* [Task directions]: Reproduce every entry below with "innermost point" replaced by "central point" wherever it occurs, keeping everything else unchanged. Leave the pictures out of your version.

* [Dataset]:
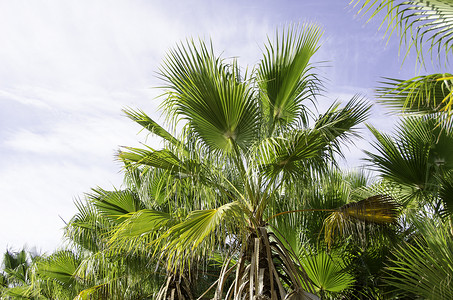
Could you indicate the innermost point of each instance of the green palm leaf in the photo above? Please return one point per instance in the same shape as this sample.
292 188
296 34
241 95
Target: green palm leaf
146 122
326 272
284 76
59 267
201 227
211 96
424 267
424 94
418 22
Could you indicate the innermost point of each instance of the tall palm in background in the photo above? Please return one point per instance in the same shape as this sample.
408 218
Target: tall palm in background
417 159
246 141
426 26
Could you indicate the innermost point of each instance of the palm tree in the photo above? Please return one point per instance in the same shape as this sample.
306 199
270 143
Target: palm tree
418 23
246 139
418 159
422 266
16 278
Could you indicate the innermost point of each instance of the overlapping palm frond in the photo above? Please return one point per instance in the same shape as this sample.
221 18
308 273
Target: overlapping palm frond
423 267
327 272
430 94
285 76
211 96
415 158
418 22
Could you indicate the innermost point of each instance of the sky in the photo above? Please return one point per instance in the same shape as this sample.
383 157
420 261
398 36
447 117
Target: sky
68 68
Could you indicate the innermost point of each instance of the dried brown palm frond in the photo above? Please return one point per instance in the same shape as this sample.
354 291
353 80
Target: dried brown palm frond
378 209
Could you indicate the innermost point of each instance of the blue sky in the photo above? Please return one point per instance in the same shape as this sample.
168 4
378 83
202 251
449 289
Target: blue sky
67 68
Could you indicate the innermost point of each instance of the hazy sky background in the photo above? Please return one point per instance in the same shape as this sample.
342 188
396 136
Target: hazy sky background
67 68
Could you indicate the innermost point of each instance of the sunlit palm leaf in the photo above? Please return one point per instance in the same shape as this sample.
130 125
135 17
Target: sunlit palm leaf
284 153
424 267
339 124
146 122
284 75
423 94
446 192
113 204
326 272
60 267
211 96
379 209
182 241
418 22
139 228
403 161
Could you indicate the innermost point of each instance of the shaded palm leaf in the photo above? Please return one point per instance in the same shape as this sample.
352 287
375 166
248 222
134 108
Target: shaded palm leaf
379 209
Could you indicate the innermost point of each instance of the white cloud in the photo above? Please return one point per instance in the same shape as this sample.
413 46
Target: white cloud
68 67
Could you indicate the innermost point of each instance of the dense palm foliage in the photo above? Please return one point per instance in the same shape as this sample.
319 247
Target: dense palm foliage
247 143
245 200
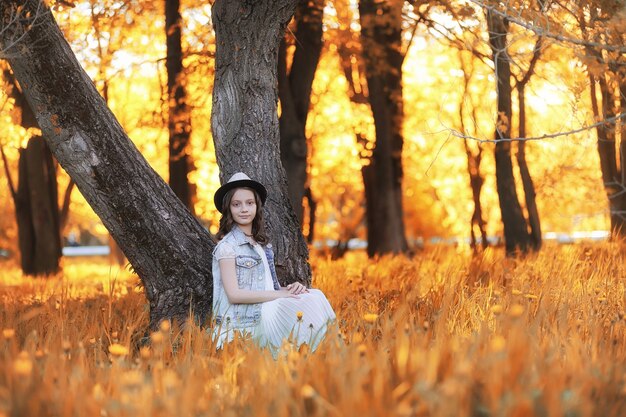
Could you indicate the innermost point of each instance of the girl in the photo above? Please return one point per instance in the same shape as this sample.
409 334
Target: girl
246 294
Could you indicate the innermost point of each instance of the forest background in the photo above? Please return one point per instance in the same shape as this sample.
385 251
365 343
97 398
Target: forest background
448 88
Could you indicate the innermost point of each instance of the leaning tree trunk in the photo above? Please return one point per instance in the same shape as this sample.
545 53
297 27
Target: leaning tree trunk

* [Correct result]:
Could you indicate the central point of each instance of the green palm leaf in the photo above? Please return one point per instance in the same shape as this sample.
292 188
296 34
241 95
Target: green palm leaf
146 122
326 272
284 76
59 267
201 227
211 96
424 267
424 94
418 22
Could you indicate the central point of each instance of the tall palm in background in the photo above? Please return one point per instance in the same shape as this sample.
408 218
Target: tall palm in background
417 159
246 141
426 26
Could you indicate the central point of each instance of the palm tree in the photo above? Please return one point per instance in the same shape as this sample.
306 199
270 143
Target: palm tree
418 23
246 139
418 159
422 266
16 278
Could you indicate the central point of each instance of the overlapping palm frond in the photo above? Please return one point per instance in the same shape as this sample.
221 18
308 273
Target: overlapping palm frond
423 267
327 272
430 94
285 76
211 96
415 158
418 22
Could you indicate the central point of each instance of the sky in the photo above? Please return one point per instance in the same shape as this sample.
383 157
420 261
398 36
447 117
Target: sky
68 68
Could you indicate the central point of each instance of the dried brown palm frond in the photo above? Please return one point per instance in the same shape as this sample.
354 291
353 80
Target: dried brown palm frond
378 209
Could you indicate the central point of each instance of the blue sky in the photo above? Please return one point per instance in the same shape as this sample.
168 4
378 83
202 251
449 289
Target: blue sky
67 68
Could you indicate the central point of each instance of the hazy sky background in the photo above? Please return one point per instance in the same shape as this sample.
342 188
396 136
Target: hazy sky background
67 68
Could you indicate the central point of each instance of the sunlit palm leaf in the photo above? Please return one point per instance in the same shape as this sample.
130 125
135 17
Target: sunlit palm leaf
284 153
424 267
339 124
146 122
284 75
423 94
446 192
113 204
326 272
60 267
211 96
379 209
182 241
418 22
139 228
403 161
Could you indicate the central point of each instance of the shaded palm leaf in the photo above? Please return one point per instance in the same shape as this sample.
352 287
375 166
248 222
134 108
Target: shaded palm leaf
379 209
Could you indicate the central point of each instance of the white cloud in the photo above? Please return one point per instance in the same shape as this sample.
413 46
Target: white cloud
68 67
Could you indicate the central point of each instance of the dense palm foliage in the photo above? Please return one point per instance in the same shape as this sample.
319 247
Target: dense palm foliage
247 143
245 200
Could you indicate the central point of each instance of the girl in the photo above? Please return one point per instance in the same shape as this sample.
409 334
Target: girl
246 294
Could you indicate the central point of each instance of the forest background in the photo above? Please return one point per instance in the same shape as this sample.
385 251
365 343
97 398
Target: forest background
448 88
Could you indicate the central point of each instance of the leaning tree trunk in the photo above? Please return one point per instance in the same shape as this sample.
545 53
297 27
Target: leaning tree trunk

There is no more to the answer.